■ Tasks to carry out:
A: Output the part of the model theory passage starting with "There are also" and going on through "is always prime)", copied word for word.
B: Answer these questions using the model theory passage:
(i) Which theory is given as an example of one that has a unique minimal model?
(ii) Which theory is said to have no minimal model?
(iii) What kind of model is a primal model always said to be?
C: Resume the passage on minimal, prime and saturated models in model theory, picking up after its last sentence.

■ Passage to read:
— START —

As for your question, there is actually a notion of minimal model, that is, a model which has no proper elementary substructure, but it is not in general unique up to isomorphism. For example, the theory of additive group of integers has $\mathfrak c$ nonisomorphic minimal models. On the other hand, some theories do have a unique minimal model, for example the theory of natural numbers with successor.

There are also other model-theoretic notions which are strong enough to uniquely define a model of a given complete theory, such as:

  • a primal model of any theory, which can intuitively be described as one which can be inductively constructed by blocks defined in terms of all the previous ones by a simple formula
  • a prime model of a countable theory, which is a model such that it can be embedded as an elementary substructure into any other model of the theory (nb a primal model is always prime)
  • a saturated model in a given cardinalty, which can be seen as a very rich model, which has elements having any noncontradictory set of properties you can define without using very many elements of the model (I'm not entirely sure if we need any stronger assumptions if the theory is uncountable, but for countable complete theories a saturated model in a given cardinality is unique)

Note that, however, not every theory has a minimal, prime, or primal model, for example the theory of additive integers has no prime model, and the theory of countably infinitely many independent equivalence relations with two classes has no minimal model.

Assuming existence of a strongly inaccessible cardinal, every theory has a saturated model in a strongly inaccessible cardinality (I know it to be true for countable theories, but it should probably still hold for any theories whose languages are smaller than some strongly inaccessible cardinal), but without it I think there might be theories without any (or at least I haven't heard of a theorem that would provide them for arbitrary theories without large cardinal assumptions).

— END —

■ Dataset rows on where objects appear:
— START —

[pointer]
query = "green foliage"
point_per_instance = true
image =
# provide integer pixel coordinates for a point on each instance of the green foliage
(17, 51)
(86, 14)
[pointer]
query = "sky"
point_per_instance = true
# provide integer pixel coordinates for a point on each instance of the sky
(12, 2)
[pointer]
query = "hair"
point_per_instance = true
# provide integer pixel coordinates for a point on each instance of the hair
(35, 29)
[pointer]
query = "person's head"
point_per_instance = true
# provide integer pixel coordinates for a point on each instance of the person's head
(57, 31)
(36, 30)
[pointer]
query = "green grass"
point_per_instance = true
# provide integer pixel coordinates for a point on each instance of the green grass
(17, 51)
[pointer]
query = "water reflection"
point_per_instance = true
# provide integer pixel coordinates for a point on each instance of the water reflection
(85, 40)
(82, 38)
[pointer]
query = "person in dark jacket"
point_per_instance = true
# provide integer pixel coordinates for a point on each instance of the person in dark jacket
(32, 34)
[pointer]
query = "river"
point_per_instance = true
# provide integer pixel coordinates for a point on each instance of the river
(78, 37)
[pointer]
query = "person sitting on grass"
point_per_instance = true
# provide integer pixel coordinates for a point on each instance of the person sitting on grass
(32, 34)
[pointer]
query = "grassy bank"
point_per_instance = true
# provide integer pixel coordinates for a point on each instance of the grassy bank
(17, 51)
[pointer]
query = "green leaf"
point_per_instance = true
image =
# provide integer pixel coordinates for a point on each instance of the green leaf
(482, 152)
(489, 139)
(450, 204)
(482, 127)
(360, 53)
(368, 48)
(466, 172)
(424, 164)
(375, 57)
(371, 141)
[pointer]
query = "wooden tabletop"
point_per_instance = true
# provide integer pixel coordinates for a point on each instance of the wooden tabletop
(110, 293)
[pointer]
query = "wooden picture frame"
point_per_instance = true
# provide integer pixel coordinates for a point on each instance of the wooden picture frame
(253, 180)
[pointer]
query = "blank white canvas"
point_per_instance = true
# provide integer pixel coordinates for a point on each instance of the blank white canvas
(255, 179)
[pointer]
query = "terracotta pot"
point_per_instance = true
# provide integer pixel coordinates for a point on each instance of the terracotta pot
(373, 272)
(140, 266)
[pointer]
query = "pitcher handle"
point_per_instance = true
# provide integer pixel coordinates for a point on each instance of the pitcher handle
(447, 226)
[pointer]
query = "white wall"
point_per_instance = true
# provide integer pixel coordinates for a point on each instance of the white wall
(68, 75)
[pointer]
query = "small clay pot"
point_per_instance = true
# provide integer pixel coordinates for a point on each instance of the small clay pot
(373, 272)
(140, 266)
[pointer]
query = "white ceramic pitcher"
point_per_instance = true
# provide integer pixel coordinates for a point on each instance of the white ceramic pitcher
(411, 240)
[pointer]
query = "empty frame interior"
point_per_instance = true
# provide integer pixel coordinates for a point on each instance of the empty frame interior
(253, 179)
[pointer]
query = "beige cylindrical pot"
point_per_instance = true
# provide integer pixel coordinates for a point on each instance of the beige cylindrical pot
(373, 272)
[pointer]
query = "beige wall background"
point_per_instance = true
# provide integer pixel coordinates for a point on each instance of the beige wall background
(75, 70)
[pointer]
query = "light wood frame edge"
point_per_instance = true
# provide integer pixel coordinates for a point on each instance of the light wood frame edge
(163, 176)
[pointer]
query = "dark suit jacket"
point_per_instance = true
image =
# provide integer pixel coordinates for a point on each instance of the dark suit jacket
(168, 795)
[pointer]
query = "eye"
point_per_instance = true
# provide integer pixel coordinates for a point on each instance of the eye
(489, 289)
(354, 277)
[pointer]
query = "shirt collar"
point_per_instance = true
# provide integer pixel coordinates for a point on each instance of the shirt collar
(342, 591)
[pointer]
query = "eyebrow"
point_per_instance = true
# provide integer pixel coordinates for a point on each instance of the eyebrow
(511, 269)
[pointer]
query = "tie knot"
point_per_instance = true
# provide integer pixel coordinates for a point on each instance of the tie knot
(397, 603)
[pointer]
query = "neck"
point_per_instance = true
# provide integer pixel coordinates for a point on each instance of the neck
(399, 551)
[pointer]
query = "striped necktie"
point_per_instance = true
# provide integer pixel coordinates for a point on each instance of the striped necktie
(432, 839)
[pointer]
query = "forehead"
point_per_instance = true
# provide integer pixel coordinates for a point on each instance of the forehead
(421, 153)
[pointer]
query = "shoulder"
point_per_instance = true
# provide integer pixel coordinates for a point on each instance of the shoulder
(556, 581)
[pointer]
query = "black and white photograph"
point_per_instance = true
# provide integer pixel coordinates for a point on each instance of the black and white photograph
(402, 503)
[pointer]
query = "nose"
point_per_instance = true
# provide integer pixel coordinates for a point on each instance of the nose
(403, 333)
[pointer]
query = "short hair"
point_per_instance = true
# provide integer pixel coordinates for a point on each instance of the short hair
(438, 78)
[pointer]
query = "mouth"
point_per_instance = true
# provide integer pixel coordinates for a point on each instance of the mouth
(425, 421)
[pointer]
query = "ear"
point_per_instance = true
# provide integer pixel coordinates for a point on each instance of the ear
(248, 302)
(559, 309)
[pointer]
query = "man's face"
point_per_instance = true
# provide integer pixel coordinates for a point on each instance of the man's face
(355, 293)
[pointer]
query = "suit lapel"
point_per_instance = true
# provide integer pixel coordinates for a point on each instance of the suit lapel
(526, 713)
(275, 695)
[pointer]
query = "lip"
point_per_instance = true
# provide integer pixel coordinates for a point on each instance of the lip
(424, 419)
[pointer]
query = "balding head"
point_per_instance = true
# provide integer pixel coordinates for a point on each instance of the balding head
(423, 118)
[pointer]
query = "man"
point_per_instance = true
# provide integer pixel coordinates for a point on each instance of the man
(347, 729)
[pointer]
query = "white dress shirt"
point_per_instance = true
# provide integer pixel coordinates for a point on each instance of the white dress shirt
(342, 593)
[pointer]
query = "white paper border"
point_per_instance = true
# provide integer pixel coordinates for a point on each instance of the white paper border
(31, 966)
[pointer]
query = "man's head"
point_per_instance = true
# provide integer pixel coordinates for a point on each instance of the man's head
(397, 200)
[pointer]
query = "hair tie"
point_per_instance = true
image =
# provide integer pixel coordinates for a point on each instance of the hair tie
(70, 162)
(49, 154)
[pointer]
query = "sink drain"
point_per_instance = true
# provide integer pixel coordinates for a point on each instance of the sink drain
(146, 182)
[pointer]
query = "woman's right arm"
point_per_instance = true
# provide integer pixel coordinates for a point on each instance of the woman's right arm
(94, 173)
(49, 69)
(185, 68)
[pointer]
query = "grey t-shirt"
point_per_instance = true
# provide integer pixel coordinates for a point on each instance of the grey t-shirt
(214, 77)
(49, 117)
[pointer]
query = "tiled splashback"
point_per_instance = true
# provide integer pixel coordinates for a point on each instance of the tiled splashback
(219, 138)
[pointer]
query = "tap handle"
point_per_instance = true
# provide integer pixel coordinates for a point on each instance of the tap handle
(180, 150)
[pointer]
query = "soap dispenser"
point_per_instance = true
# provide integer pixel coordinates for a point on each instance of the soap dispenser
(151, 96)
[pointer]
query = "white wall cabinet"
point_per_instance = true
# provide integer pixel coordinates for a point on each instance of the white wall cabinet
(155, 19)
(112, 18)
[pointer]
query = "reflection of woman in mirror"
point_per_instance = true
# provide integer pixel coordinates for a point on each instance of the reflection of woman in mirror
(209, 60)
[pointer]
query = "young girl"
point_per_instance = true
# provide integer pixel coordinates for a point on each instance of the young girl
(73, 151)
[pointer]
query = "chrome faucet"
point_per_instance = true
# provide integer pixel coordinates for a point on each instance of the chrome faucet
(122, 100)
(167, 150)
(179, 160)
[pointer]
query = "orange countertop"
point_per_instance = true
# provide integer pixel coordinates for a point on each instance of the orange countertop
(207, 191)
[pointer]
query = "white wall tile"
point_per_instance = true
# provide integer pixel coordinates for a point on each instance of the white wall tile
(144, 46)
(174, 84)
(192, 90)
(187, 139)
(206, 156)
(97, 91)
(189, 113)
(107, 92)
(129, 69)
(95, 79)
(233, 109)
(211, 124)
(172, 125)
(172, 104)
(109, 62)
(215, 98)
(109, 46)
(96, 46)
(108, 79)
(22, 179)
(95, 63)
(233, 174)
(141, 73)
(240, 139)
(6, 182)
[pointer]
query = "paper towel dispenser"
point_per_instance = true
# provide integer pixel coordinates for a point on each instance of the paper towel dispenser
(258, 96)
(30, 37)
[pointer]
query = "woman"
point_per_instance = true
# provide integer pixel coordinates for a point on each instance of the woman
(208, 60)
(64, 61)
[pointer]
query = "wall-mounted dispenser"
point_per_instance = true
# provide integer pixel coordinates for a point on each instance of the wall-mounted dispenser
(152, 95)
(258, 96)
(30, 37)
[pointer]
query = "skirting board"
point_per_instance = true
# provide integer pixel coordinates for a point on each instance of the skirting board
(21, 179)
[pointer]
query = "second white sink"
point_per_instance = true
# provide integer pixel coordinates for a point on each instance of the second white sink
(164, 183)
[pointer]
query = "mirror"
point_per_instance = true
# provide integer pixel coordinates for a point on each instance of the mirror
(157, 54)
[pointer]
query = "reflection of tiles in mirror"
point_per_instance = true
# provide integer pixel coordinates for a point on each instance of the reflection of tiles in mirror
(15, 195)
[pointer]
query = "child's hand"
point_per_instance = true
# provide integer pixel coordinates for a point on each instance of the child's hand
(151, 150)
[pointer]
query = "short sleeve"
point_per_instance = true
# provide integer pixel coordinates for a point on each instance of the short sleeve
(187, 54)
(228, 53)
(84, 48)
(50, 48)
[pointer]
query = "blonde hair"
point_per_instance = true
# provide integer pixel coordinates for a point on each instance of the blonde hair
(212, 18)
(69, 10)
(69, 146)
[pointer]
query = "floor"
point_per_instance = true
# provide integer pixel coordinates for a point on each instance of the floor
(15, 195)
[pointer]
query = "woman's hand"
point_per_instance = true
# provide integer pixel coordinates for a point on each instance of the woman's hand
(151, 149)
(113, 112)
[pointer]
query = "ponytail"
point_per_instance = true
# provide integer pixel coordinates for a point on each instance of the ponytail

— END —

■ Responses for each task:
A:
There are also other model-theoretic notions which are strong enough to uniquely define a model of a given complete theory, such as:

  • a primal model of any theory, which can intuitively be described as one which can be inductively constructed by blocks defined in terms of all the previous ones by a simple formula
  • a prime model of a countable theory, which is a model such that it can be embedded as an elementary substructure into any other model of the theory (nb a primal model is always prime)

B:
(i) The theory of natural numbers with successor.
(ii) The theory of countably infinitely many independent equivalence relations with two classes.
(iii) A prime model.

C:
As Benedict pointed out, there are also some theories which have a unique model in a given cardinality $\kappa$, which are called $\kappa$-categorical. If a theory is $\kappa$-categorical (and $\kappa\geq \lvert T\rvert$), then the sole model of cardinality $\kappa$ is necessarily saturated, but cardinality is of course a more set-theoretic description.

Another, more algebraic notion which can sometimes be used to uniquely describe a model of some theories is the acl-dimension. Some theories, called strongly minimal theories (examples of which are vector spaces over a fixed field or algebraically closed fields of fixed characteristic) have a well-behaved notion of independence generalizing both linear and algebraic independence, and for those theories a model of the theory is uniquely (up to isomorphism) determined by its dimension.

In yet another direction, you can use infinitary logic. Similarly to how regular first-order logic can uniquely define finite models with a single sentence, if you allow countably infinite conjunctions you can uniquely define countable models with a single sentence (that is Scott's isomorphism theorem). For stronger infinitary languages, it it also possible for larger cardinalities. However, infinitary logic is quite a bit more messy than the usual first-order logic as far as I know.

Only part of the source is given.